### TEXT EXCERPT ###

Trouble had soon arisen at Kabul, however, as the Al-Qaeda-Taliban combine showed its anti-US fangs and invited retaliation from the West, which laid the run-up to 9/11. Pakistan's main focus, meanwhile, was on replication of Afghan Jehad in Kashmir for settling scores with India. It lost no time in sending in the Mujahideen belonging to outfits under its control such as LeT, Jaish-e-Mohammad and HuM into the Valley. These, as mentioned earlier, had been funded by Saudi Arabia during the Afghan war and had no particular quarrel with the US. With this, a phase began in Kashmir when Salafi hardline would supplant the Sufi traditions of Kashmiriyat. A telling change in the atmospherics of the Valley saw the leaders of the two major fronts of Jamaat-e-Islami in Kashmir - Burhan Wani of HuM and Asiya Andrabi of Dukhtaran-e-Millat - taking orders directly from Hafiz Sayeed, the Pak-based supremo of the Lashkar-e-Toiba.

The Pentagon, on its part, continued to believe, however, that the Pak army was serious about putting down the Taliban-Al-Qaeda axis - as an ally in the 'war on terror' - and the US therefore ignored for long India's concerns on cross border terror in Kashmir. It is only under the regime of President Donald Trump that the duplicitous role of Pakistan was called out and in the process the distinction between 'good terrorists' and 'bad terrorists' abandoned for good -to India's great relief. As India under Narendra Modi's leadership decided to take Pakistan head on and isolate this rogue neighbour in the world community, the Pak army-ISI duo took to manoeuvring both Salafi extremists and the Wahabi radicals for destabilising India.

### DATASET EXCERPTS ###

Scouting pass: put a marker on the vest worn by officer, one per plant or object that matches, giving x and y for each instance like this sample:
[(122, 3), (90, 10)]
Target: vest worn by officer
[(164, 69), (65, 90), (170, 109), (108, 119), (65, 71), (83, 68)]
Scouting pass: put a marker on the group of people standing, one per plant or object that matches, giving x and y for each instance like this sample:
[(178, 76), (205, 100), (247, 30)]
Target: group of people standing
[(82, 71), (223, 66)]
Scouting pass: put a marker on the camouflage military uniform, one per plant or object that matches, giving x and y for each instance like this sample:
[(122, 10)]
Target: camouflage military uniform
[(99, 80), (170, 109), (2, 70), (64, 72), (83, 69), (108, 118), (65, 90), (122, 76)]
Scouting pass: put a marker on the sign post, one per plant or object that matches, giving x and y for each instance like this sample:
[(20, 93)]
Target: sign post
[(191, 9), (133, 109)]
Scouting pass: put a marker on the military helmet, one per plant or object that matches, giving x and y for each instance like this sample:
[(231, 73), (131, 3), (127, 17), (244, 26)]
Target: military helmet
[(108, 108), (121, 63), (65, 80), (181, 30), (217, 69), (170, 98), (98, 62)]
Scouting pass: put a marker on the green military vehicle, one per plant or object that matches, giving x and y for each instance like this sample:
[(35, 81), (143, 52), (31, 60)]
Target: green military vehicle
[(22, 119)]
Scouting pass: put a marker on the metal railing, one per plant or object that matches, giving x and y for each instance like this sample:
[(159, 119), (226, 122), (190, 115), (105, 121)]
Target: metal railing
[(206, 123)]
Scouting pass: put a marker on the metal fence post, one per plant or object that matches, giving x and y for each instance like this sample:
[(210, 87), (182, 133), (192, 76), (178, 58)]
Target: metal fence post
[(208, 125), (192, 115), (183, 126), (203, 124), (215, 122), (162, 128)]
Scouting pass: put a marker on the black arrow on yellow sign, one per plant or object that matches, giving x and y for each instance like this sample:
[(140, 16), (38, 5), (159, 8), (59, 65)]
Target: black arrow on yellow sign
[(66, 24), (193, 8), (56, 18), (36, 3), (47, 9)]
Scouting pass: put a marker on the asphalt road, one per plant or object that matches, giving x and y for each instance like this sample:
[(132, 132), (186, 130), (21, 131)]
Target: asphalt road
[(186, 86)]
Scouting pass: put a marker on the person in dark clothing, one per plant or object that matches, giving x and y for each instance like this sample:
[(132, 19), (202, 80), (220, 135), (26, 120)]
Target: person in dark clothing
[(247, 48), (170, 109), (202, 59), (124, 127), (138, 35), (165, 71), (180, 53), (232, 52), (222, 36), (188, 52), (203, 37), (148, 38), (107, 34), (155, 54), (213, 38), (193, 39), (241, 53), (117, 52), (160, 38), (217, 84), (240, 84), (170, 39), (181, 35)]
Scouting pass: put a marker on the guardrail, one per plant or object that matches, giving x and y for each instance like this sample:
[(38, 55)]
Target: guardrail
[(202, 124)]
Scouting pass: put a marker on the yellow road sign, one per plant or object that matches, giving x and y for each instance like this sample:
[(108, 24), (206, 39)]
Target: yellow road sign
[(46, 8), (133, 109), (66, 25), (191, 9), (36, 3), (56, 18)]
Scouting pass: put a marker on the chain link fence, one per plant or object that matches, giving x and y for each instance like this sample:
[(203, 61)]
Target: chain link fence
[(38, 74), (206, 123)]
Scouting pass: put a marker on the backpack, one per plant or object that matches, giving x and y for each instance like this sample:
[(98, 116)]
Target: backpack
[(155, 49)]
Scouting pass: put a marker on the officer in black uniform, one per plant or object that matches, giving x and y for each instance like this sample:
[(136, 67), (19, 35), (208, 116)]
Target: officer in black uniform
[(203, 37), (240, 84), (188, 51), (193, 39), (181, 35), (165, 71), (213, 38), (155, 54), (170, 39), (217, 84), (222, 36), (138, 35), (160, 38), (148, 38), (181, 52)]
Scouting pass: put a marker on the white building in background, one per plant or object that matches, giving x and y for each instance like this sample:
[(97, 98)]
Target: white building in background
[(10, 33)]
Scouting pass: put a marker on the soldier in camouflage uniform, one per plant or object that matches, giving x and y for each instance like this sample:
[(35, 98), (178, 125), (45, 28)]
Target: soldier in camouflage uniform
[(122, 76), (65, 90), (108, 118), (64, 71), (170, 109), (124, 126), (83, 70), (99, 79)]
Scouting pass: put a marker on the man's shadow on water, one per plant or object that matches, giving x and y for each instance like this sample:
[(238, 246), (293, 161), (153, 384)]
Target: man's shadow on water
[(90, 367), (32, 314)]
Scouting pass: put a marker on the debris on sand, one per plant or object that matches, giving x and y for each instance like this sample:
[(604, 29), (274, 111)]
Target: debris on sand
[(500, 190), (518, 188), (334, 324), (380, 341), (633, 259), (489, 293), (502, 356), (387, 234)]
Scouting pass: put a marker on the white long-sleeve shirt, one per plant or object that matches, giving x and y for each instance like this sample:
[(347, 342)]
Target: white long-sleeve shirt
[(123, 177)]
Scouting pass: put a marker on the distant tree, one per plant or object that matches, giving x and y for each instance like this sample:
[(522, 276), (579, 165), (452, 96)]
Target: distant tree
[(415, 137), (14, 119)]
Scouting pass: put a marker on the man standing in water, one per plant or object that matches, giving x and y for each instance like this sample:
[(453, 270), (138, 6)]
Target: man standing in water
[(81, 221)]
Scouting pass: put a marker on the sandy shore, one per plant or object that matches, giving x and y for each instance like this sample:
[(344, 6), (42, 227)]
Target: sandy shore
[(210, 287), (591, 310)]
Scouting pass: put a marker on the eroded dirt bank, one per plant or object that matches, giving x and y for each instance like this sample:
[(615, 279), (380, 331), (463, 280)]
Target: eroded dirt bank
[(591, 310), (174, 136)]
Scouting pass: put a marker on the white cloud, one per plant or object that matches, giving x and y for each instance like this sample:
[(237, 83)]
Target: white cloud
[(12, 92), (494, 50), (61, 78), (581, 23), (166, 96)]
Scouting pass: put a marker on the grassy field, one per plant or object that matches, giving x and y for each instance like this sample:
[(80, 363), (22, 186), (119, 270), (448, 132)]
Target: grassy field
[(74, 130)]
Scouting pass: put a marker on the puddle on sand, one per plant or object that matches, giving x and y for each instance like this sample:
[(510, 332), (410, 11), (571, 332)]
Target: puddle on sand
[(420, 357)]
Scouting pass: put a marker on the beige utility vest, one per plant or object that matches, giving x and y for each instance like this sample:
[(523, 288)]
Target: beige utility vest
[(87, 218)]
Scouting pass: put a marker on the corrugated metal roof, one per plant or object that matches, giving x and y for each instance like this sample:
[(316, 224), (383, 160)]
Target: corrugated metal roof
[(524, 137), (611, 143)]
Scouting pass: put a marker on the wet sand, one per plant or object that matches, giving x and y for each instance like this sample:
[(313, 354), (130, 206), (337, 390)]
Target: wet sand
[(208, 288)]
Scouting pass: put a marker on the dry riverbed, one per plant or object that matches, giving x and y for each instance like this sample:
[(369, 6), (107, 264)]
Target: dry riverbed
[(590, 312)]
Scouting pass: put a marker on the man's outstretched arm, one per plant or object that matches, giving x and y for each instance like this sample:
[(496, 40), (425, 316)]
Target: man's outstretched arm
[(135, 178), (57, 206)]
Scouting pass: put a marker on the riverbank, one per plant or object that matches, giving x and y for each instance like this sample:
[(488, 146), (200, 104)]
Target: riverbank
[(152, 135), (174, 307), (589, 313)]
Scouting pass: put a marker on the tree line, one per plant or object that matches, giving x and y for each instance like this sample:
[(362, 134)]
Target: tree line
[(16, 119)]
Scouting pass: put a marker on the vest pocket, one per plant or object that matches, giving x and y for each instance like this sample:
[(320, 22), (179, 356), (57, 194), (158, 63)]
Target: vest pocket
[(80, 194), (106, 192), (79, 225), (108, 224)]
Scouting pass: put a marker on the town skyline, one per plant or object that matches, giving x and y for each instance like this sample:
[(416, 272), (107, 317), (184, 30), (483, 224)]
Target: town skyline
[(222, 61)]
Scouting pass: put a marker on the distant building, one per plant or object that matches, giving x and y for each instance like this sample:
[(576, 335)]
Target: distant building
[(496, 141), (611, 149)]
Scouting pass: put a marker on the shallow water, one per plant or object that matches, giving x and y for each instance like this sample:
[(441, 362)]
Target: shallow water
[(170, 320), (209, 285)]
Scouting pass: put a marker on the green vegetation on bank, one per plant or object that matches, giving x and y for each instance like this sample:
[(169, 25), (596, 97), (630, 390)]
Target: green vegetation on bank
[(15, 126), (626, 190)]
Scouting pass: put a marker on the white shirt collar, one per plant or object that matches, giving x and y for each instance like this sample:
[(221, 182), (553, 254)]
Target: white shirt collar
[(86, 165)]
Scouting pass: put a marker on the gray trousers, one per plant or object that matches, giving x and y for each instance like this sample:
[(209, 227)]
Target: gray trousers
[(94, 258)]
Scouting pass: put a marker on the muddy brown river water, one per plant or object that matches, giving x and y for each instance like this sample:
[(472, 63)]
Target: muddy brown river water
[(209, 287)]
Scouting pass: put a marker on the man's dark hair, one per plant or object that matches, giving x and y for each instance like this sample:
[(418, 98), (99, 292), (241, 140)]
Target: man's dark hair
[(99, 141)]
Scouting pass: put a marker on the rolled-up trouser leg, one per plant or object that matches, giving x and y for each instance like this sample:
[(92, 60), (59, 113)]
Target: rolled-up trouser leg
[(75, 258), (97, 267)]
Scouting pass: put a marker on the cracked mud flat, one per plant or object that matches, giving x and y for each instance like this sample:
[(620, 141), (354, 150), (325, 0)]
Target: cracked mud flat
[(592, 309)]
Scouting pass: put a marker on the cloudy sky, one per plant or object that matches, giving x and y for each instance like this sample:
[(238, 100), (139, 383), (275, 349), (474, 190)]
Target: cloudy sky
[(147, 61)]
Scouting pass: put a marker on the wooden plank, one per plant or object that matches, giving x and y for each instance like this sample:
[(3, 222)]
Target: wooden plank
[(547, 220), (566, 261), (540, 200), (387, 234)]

###

▸ **WHAT IS BEING ASKED**
Please copy the passage on Kashmir word for word, starting at "The Pentagon, on" and ending at "for destabilising India.". The items come from a different source than the passage on Kashmir.

▸ **CORRECT RESPONSE**
The Pentagon, on its part, continued to believe, however, that the Pak army was serious about putting down the Taliban-Al-Qaeda axis - as an ally in the 'war on terror' - and the US therefore ignored for long India's concerns on cross border terror in Kashmir. It is only under the regime of President Donald Trump that the duplicitous role of Pakistan was called out and in the process the distinction between 'good terrorists' and 'bad terrorists' abandoned for good -to India's great relief. As India under Narendra Modi's leadership decided to take Pakistan head on and isolate this rogue neighbour in the world community, the Pak army-ISI duo took to manoeuvring both Salafi extremists and the Wahabi radicals for destabilising India.